What needs to be done: Please render every line of the records below as a JSON list of strings, one string per line, skipping blank lines. Leave the pictures out of the answer.

--- Available records ---

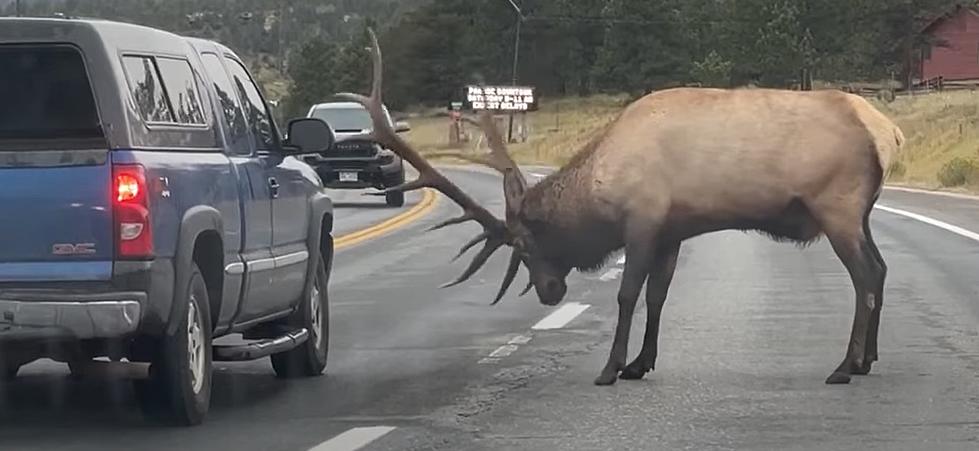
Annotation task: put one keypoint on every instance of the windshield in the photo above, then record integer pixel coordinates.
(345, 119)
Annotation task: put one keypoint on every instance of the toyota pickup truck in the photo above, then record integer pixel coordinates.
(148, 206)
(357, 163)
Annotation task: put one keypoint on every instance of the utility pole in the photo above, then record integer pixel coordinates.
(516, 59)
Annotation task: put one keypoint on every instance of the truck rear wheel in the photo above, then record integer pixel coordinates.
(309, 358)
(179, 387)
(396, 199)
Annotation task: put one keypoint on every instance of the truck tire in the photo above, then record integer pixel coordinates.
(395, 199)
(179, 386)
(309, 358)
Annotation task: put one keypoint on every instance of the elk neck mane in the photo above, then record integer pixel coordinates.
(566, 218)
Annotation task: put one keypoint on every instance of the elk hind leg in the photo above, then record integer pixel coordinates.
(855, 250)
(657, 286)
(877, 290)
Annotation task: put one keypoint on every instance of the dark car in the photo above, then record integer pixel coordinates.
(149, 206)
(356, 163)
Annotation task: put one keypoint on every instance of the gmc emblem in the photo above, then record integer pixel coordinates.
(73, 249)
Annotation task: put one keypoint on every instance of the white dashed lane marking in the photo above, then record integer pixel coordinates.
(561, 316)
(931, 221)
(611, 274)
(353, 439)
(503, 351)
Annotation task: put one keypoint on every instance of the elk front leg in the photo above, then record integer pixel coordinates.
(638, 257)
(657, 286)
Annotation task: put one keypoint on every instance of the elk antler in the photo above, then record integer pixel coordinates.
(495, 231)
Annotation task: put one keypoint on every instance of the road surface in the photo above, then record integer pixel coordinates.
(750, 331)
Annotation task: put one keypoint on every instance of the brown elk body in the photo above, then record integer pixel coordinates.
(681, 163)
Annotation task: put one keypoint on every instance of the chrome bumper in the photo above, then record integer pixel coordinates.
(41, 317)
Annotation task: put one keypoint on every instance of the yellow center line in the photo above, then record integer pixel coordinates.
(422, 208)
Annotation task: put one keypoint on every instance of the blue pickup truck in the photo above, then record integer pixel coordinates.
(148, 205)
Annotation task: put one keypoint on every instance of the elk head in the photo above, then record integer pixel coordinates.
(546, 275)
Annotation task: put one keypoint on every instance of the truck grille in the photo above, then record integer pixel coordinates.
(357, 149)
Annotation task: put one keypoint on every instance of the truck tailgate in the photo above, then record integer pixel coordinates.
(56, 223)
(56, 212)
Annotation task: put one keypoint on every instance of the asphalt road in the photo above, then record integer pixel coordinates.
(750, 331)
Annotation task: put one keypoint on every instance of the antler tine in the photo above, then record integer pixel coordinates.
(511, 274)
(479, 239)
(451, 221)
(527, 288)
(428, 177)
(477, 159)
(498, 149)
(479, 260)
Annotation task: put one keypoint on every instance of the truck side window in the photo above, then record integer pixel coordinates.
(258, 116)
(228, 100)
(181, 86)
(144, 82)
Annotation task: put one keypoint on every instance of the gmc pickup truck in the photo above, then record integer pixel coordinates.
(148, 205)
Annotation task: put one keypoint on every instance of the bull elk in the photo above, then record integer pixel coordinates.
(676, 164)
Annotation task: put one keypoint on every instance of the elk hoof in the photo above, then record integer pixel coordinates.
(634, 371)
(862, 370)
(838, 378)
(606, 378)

---

Result for this task:
[
  "Annotation task: put one keypoint on every instance of the windshield in the photo above, then record integer pixel coordinates.",
  "(345, 119)",
  "Annotation task: put one keypoint on every instance of the toyota pickup truck in the photo above, then record integer pixel coordinates.",
  "(148, 206)",
  "(357, 163)",
  "Annotation task: put one keypoint on every instance of the utility pole in the photo above, then record integer pixel coordinates.",
  "(516, 59)",
  "Annotation task: put one keypoint on every instance of the truck rear wheel in the photo above, then record integer pixel coordinates.",
  "(309, 358)",
  "(179, 387)",
  "(396, 199)",
  "Annotation task: put one keypoint on every instance of the truck tire in the photo above, then record integer pixel coordinates.",
  "(395, 199)",
  "(179, 386)",
  "(309, 358)",
  "Annotation task: put one keypoint on every instance of the elk neck mane in the photo above, then record integer pixel coordinates.",
  "(566, 218)",
  "Annotation task: put one keypoint on every instance of the elk hind leg in the photo above, then record integer pixel coordinates.",
  "(855, 250)",
  "(657, 286)",
  "(877, 290)",
  "Annotation task: put one keypoint on every instance of the dark car in the photo above, then record integer pixel coordinates.",
  "(149, 206)",
  "(356, 163)",
  "Annotation task: put one keypoint on every instance of the gmc emblem in the photo above, then record integer pixel coordinates.",
  "(73, 249)",
  "Annotation task: put one keypoint on every instance of the white dashed lane marking in the photo above, then record integer pixel coordinates.",
  "(561, 316)",
  "(931, 221)",
  "(611, 274)",
  "(353, 439)",
  "(503, 351)",
  "Annotation task: put one keypoint on every instance of the elk front leg in the photo above, then record integer pixel coordinates.",
  "(638, 257)",
  "(657, 286)",
  "Annotation task: put one keypoint on every instance of the elk antler in the photo above, then record integer pixel coordinates.",
  "(495, 231)",
  "Annotation task: put one keypoint on every instance of the road surface in the photo above, then record integer pixel coordinates.",
  "(750, 331)",
  "Annotation task: put one keypoint on every instance of the brown elk body in the photo above, then record integer pixel coordinates.",
  "(681, 163)",
  "Annotation task: put one keypoint on every instance of the chrome bumper in the photo above, then record integer pixel coordinates.",
  "(41, 317)",
  "Annotation task: put one keypoint on every instance of the yellow center line in the photo above, then record integer pixel coordinates.",
  "(422, 208)",
  "Annotation task: put one keypoint on every instance of the blue pickup truck in the photo above, then record integer pixel coordinates.",
  "(148, 205)",
  "Annotation task: put one keypoint on every instance of the elk head in the photo above, then record integer pixel coordinates.",
  "(546, 275)",
  "Annotation task: put one keypoint on every instance of the truck grille in the photo above, then record integer pixel coordinates.",
  "(357, 149)",
  "Annotation task: put one keypoint on every instance of the truck tailgate in the photo above, then record integer pixel coordinates.",
  "(56, 223)",
  "(56, 212)",
  "Annotation task: put one keypoint on every instance of the asphalt road in the photo above, then record integer pixel coordinates.",
  "(750, 331)",
  "Annotation task: put one keypoint on every instance of the antler tine in the photo above, then record integer pixel coordinates.",
  "(511, 274)",
  "(479, 239)",
  "(451, 221)",
  "(527, 288)",
  "(428, 177)",
  "(477, 159)",
  "(498, 149)",
  "(479, 260)",
  "Annotation task: put one keypoint on every instance of the truck side window in the photo above, then record integer pixel coordinates.",
  "(258, 116)",
  "(228, 100)",
  "(181, 86)",
  "(144, 82)",
  "Annotation task: put one keypoint on every instance of the gmc pickup truck in the photo above, then record integer pixel coordinates.",
  "(148, 205)",
  "Annotation task: put one keypoint on every instance of the bull elk in the photo above, then record integer pixel coordinates.",
  "(676, 164)",
  "Annotation task: put one keypoint on every instance of the elk hoof in the photo above, then record integer pixel coordinates.",
  "(634, 371)",
  "(862, 370)",
  "(838, 378)",
  "(606, 378)"
]